* **Job**: Reproduce the listing below word for word, starting at the line that contains "Practice step: label each instance of the metal pole" and stopping after the line that contains "Practice step: label each instance of the advertising".

* **Data in this exercise**:
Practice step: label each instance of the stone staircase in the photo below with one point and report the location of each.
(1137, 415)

* * *

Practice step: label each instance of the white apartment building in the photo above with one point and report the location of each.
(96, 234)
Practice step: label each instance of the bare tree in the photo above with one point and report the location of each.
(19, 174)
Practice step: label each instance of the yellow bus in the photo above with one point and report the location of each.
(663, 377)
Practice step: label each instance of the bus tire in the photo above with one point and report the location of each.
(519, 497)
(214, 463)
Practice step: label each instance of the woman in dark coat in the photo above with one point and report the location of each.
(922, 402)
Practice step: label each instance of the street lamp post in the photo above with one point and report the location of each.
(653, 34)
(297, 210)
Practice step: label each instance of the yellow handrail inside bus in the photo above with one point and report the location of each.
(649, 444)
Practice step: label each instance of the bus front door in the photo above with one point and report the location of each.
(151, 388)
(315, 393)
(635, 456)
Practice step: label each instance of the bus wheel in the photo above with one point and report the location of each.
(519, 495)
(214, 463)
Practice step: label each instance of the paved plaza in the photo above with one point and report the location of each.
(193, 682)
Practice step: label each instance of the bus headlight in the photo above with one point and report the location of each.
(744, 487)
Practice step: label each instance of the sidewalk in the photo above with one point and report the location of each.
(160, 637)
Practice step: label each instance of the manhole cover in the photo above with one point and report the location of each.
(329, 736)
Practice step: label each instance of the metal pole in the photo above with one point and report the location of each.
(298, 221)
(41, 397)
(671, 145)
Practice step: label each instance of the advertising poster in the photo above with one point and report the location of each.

---

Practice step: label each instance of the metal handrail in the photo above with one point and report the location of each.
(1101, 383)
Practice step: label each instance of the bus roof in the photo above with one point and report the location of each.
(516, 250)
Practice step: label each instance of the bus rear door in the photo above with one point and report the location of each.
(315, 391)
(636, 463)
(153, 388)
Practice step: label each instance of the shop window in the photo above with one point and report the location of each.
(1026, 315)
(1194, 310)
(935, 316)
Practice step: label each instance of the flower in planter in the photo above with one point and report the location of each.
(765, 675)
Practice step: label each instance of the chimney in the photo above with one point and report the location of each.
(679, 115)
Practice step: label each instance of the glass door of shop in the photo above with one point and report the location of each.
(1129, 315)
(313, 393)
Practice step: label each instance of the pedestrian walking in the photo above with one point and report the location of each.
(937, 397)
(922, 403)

* **Answer in full**:
Practice step: label each instance of the metal pole in the photo above with one point and report the location of each.
(298, 221)
(41, 397)
(671, 145)
Practice step: label each instance of the advertising poster in the photo above with one point and report the location of each.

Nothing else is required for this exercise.